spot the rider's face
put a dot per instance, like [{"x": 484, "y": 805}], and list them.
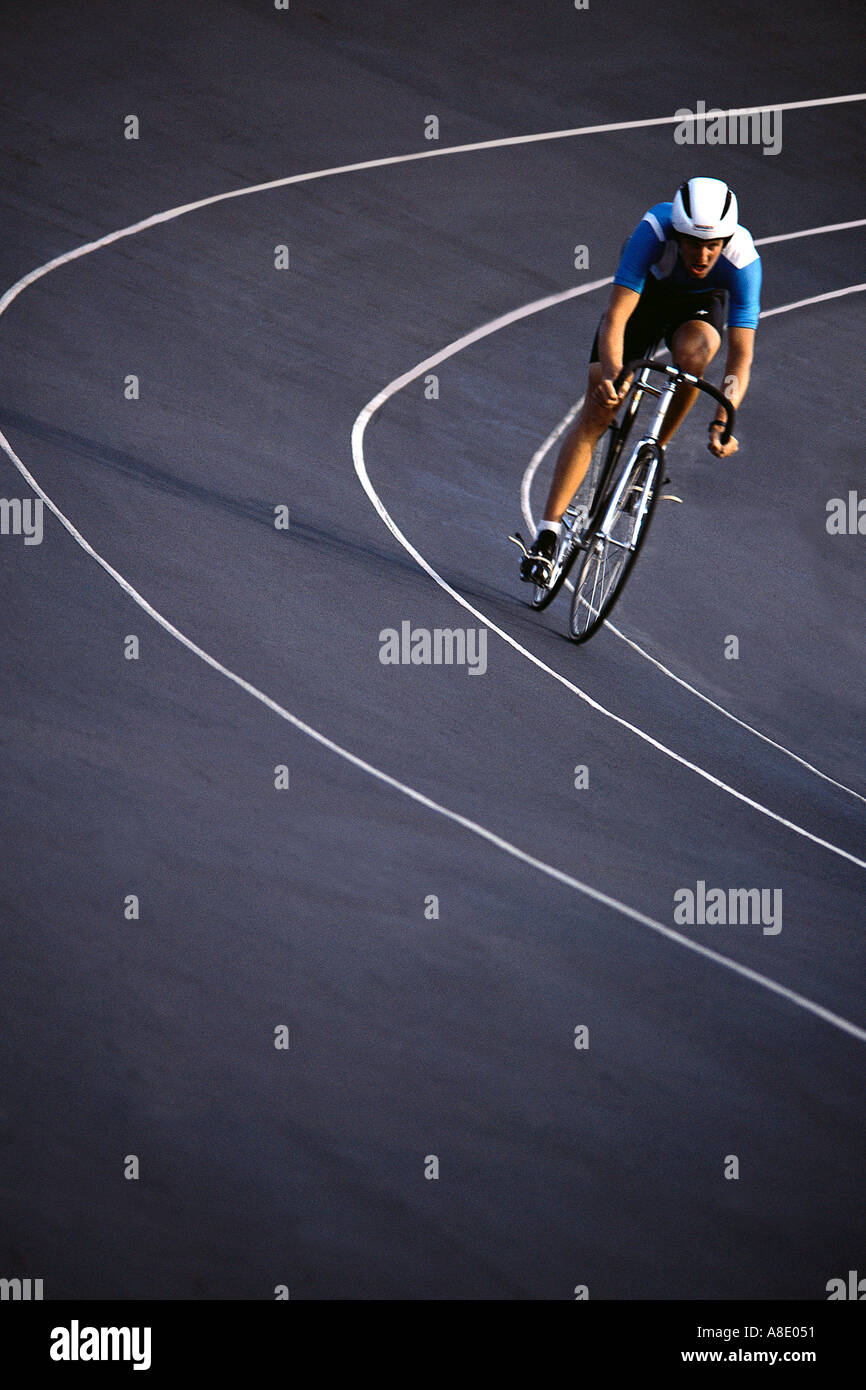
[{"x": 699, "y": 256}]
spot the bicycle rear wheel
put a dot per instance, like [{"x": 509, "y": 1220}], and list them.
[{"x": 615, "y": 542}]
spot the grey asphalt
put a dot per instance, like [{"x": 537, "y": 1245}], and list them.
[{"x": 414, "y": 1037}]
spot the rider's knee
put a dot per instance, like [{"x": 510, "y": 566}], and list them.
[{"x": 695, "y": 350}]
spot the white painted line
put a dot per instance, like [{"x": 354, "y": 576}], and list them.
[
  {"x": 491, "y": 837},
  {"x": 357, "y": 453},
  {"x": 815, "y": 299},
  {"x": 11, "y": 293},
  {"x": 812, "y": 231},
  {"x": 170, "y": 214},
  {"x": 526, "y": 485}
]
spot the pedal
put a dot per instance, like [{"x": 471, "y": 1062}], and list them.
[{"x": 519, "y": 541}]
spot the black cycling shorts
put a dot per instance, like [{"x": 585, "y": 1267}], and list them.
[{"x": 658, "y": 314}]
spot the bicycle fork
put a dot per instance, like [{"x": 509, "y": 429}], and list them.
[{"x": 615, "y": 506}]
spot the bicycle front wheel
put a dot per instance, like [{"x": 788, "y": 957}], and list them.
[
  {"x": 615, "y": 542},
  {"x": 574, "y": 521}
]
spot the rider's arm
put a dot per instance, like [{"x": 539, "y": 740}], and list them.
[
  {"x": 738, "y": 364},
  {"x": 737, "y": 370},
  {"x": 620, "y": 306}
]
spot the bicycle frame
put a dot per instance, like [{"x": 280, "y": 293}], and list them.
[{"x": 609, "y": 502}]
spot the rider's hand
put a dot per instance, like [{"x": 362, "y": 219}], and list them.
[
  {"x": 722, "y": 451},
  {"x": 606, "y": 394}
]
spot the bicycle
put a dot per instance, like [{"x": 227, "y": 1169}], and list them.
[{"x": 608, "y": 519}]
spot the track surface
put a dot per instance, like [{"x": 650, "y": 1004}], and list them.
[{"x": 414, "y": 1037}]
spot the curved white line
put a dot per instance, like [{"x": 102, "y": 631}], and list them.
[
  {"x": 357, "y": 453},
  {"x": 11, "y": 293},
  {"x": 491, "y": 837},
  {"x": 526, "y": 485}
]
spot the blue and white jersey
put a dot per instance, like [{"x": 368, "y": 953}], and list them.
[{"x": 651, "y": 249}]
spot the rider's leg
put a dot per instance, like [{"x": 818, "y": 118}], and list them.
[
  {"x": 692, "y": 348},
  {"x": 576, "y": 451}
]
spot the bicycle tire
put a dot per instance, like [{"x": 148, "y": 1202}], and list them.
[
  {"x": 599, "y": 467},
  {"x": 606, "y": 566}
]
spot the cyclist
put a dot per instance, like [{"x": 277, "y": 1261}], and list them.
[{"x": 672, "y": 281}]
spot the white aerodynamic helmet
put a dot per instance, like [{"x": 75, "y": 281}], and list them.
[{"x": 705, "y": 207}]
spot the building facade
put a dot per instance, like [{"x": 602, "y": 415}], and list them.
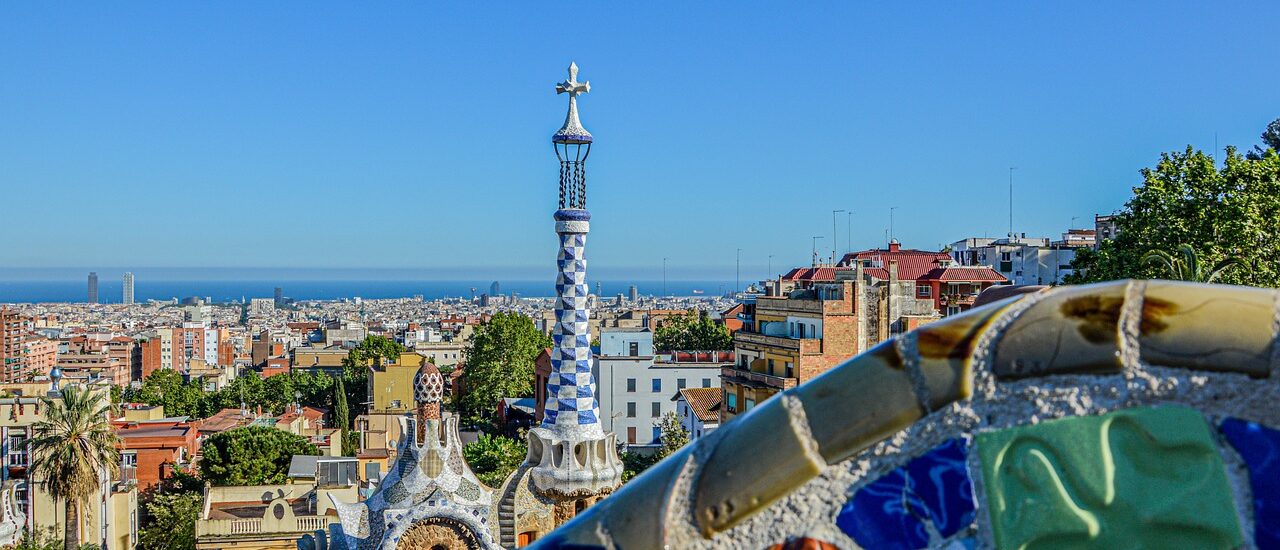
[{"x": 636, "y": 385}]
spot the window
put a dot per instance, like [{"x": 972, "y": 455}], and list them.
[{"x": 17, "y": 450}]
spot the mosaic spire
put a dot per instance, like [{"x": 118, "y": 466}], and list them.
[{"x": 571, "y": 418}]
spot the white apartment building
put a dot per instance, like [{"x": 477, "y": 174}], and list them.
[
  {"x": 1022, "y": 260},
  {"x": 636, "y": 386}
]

* * * * *

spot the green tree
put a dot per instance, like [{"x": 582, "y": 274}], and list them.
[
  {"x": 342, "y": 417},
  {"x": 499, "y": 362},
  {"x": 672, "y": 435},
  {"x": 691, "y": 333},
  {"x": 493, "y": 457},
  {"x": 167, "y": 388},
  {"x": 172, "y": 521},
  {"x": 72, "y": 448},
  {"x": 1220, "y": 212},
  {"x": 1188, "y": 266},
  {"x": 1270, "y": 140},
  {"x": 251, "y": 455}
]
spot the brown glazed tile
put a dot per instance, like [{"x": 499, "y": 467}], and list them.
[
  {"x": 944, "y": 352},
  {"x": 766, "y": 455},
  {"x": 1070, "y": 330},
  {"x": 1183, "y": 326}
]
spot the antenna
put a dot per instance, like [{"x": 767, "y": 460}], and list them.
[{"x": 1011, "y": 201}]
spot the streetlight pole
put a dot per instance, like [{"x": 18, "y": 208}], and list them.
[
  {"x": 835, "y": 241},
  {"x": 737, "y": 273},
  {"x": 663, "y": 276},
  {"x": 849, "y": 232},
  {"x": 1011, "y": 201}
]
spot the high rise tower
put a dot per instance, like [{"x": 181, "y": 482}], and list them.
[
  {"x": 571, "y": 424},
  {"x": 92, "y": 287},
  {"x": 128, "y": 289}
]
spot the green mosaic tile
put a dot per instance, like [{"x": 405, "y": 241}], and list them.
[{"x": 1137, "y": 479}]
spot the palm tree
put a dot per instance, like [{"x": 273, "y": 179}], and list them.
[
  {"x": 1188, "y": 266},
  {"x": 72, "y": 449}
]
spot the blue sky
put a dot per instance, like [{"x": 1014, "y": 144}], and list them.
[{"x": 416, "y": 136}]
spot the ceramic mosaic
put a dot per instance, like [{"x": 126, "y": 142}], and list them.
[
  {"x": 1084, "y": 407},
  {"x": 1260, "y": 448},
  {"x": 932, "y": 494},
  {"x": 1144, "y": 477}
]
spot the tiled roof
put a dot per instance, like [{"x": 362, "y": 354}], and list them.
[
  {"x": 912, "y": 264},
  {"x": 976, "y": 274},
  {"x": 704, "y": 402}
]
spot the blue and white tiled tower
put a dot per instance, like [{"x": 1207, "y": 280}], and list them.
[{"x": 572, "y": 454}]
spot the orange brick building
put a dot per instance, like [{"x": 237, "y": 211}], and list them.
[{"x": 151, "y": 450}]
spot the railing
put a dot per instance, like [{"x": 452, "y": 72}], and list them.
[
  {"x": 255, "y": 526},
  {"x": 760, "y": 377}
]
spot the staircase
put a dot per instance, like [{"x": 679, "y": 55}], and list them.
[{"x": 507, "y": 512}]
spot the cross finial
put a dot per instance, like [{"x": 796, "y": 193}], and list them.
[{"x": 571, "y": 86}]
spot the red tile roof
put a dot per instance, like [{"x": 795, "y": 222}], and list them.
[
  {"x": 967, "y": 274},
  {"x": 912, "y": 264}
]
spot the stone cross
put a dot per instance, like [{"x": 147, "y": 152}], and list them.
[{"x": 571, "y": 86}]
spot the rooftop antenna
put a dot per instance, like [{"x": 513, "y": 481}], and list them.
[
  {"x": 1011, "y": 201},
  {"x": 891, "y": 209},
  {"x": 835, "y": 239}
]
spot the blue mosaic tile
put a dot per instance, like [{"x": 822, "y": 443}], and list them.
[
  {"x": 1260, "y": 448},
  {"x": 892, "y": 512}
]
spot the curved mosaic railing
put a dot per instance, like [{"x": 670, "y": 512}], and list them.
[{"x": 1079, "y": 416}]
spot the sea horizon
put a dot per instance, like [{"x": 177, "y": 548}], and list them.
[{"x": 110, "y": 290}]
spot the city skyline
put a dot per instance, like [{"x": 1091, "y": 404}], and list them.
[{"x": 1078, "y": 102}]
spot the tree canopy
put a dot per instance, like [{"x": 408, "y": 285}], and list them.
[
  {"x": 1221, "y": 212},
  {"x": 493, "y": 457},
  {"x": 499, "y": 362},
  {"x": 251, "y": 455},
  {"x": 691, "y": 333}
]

* * * * *

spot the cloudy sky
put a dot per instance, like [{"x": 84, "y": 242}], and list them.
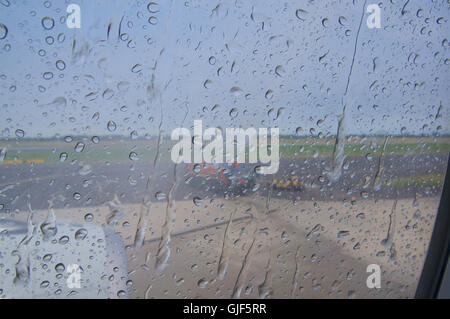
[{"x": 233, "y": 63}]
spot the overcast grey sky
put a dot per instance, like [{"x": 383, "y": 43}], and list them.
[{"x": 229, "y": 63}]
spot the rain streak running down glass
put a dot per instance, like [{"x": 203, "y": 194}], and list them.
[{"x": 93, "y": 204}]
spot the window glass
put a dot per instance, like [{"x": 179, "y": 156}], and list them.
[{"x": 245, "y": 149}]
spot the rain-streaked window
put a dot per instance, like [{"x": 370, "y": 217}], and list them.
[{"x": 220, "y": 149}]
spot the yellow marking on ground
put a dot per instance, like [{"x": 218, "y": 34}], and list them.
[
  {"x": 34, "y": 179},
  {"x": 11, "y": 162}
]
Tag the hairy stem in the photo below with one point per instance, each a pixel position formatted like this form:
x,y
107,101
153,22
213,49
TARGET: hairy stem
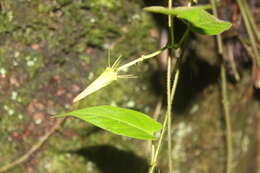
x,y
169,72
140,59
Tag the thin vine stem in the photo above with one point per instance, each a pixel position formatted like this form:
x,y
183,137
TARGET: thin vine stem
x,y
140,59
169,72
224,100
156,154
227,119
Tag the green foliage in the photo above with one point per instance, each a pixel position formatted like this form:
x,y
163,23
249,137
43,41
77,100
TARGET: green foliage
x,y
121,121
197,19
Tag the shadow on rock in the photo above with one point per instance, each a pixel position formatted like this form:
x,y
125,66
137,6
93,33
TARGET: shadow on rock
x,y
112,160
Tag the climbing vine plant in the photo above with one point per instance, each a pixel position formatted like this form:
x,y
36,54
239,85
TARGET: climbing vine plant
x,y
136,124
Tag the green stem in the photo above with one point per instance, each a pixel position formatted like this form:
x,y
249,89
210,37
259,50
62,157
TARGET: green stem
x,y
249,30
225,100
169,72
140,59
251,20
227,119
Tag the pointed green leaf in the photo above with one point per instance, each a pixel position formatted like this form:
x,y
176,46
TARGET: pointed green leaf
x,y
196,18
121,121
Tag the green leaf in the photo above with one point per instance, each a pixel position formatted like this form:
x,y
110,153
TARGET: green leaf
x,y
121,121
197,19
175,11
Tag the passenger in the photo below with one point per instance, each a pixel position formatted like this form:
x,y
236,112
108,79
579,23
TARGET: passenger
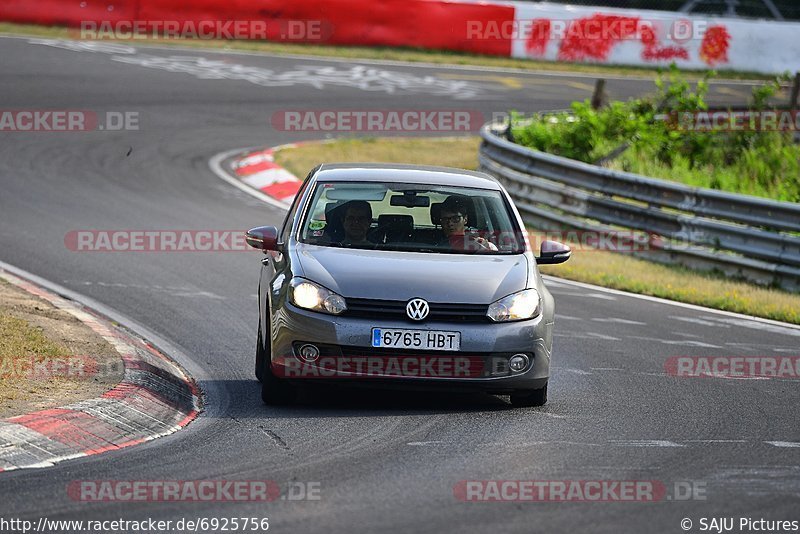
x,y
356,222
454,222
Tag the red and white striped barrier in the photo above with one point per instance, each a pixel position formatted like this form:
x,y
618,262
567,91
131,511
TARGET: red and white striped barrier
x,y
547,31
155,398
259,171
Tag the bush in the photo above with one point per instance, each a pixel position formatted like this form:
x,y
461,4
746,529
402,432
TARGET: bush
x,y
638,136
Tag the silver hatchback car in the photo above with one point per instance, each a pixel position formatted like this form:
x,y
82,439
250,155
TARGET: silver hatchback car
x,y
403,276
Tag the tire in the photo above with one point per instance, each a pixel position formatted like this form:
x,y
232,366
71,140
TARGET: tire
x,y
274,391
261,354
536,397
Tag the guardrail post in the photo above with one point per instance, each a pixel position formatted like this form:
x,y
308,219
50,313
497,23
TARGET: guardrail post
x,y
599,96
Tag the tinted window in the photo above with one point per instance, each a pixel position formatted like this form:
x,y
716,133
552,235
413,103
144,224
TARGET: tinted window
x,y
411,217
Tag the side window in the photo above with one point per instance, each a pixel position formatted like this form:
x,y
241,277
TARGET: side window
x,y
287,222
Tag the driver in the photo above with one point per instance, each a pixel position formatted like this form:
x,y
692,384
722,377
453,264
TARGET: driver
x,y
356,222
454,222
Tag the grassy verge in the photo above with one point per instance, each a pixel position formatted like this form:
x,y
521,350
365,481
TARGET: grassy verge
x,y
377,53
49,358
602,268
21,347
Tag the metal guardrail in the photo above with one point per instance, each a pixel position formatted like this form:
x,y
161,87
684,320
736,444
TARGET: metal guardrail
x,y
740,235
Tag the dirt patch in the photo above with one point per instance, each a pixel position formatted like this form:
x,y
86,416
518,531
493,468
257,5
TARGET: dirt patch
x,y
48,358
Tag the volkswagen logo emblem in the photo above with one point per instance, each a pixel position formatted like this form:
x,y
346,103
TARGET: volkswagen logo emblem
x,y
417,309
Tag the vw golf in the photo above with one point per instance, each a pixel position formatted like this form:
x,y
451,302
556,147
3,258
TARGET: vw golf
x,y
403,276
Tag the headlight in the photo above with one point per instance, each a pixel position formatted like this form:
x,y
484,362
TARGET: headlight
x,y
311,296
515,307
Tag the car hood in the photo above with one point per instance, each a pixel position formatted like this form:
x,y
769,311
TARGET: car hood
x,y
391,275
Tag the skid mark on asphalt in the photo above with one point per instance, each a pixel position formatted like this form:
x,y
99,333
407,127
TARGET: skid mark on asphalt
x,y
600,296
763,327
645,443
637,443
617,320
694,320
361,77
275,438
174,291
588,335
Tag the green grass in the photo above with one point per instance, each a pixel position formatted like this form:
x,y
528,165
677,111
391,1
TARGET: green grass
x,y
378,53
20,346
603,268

* * * * *

Show every line of the data above that contains the string "plant". Case counts.

Tag the climbing vine plant in the photo above with one point per instance, each a pixel position formatted like this form:
TARGET: climbing vine plant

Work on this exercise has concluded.